* [Your objective]: In the entries below, the word "player" appears on some lines. Copy each of those lines.

* [Entries shown]:
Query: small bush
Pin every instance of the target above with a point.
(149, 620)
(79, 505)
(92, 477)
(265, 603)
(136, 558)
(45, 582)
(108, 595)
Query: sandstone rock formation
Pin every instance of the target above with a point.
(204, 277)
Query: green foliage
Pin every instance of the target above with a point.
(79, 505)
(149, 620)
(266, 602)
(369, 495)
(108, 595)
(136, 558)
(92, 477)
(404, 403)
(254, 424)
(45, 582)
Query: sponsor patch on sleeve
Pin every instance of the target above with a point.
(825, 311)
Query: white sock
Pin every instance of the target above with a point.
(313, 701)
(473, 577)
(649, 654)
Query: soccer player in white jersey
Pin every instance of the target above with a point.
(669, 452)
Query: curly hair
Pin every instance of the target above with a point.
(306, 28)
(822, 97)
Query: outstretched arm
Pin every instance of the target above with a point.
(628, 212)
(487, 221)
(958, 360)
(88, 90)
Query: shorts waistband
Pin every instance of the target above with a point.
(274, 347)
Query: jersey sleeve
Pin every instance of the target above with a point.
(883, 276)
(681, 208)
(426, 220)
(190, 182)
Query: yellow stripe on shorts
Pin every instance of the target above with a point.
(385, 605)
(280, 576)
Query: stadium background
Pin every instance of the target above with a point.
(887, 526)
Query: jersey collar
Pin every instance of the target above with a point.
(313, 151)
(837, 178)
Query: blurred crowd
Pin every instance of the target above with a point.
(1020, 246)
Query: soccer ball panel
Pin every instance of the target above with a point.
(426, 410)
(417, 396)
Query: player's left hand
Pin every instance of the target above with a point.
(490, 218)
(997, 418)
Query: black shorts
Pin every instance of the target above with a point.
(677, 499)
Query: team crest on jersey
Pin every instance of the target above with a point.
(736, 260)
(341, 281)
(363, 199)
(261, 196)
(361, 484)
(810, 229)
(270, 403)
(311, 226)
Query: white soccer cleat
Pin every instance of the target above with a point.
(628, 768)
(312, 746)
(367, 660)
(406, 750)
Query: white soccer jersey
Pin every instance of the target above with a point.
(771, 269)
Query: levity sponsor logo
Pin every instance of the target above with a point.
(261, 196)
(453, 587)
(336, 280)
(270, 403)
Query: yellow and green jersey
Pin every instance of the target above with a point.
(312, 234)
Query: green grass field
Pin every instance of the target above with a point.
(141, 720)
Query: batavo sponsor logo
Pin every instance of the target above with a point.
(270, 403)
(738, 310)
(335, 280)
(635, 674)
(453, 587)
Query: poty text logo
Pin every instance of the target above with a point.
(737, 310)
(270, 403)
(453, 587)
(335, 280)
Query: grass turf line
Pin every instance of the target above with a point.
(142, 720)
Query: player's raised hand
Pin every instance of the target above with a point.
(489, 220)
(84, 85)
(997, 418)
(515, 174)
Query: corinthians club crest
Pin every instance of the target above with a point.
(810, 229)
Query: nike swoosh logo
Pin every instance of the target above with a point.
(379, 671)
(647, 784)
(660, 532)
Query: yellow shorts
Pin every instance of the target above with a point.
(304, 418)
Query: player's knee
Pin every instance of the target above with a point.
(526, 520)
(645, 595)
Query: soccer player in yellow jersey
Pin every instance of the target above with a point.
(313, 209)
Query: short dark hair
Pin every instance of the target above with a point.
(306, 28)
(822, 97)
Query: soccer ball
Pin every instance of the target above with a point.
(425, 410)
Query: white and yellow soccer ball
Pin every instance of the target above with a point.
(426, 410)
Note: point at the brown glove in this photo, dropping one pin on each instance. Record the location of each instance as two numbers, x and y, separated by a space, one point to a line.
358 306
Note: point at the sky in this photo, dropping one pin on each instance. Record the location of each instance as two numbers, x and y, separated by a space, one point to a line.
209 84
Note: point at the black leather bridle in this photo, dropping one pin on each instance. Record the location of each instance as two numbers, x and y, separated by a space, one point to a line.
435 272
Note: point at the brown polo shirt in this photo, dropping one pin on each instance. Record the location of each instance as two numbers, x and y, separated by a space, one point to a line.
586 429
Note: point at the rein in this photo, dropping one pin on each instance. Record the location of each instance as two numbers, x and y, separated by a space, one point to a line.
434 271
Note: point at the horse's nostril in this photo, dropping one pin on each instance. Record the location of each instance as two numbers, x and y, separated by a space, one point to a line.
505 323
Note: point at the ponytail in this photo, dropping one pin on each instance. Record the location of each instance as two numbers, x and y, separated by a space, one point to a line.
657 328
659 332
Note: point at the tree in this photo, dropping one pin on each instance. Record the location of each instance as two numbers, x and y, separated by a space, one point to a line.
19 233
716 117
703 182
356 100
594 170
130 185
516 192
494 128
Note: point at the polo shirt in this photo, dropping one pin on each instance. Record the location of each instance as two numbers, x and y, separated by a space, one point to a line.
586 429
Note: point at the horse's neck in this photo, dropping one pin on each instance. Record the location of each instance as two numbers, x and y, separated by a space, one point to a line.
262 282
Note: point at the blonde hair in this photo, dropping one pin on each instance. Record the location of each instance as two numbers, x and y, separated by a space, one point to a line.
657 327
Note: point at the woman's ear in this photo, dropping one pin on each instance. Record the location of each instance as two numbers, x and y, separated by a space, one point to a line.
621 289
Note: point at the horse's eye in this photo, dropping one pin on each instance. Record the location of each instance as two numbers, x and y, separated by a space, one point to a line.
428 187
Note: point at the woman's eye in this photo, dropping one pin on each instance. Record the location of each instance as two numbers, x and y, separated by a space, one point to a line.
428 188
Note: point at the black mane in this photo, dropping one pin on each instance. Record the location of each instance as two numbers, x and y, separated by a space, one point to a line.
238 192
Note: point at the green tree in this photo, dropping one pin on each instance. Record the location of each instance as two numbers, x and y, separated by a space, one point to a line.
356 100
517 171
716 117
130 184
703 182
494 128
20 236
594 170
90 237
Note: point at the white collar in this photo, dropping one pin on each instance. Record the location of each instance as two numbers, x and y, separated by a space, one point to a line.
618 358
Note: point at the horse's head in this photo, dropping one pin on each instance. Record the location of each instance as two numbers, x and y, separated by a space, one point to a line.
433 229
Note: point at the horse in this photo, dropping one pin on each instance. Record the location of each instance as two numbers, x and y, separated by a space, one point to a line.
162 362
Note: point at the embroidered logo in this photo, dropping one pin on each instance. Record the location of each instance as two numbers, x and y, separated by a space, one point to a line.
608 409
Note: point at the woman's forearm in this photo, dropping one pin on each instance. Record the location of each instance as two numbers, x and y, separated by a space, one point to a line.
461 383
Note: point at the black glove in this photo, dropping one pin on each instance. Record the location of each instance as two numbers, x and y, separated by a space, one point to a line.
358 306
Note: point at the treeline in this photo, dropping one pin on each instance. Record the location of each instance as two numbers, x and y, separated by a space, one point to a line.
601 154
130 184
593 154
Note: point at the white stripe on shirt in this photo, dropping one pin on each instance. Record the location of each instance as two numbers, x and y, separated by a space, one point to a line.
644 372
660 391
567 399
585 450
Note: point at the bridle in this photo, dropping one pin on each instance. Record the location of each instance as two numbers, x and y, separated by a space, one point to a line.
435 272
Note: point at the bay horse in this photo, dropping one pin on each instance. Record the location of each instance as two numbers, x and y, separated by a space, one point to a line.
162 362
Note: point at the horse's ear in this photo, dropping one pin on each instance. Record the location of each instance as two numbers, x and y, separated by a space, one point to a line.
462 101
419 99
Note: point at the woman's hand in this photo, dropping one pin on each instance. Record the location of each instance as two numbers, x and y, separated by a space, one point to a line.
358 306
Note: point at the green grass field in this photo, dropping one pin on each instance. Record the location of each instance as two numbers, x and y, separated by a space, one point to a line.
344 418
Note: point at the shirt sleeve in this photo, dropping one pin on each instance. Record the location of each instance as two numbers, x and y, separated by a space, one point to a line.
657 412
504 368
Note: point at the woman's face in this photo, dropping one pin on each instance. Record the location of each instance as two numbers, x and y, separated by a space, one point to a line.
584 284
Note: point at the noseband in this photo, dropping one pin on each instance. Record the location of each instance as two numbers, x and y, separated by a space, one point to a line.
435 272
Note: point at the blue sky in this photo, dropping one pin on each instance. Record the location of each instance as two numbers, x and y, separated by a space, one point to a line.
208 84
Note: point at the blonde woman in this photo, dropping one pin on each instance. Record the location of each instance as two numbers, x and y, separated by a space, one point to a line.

* [Output of the task]:
Query: soccer player in white jersey
Query: player's left hand
Query: player's raised hand
Query: player's knee
Query: soccer player in yellow jersey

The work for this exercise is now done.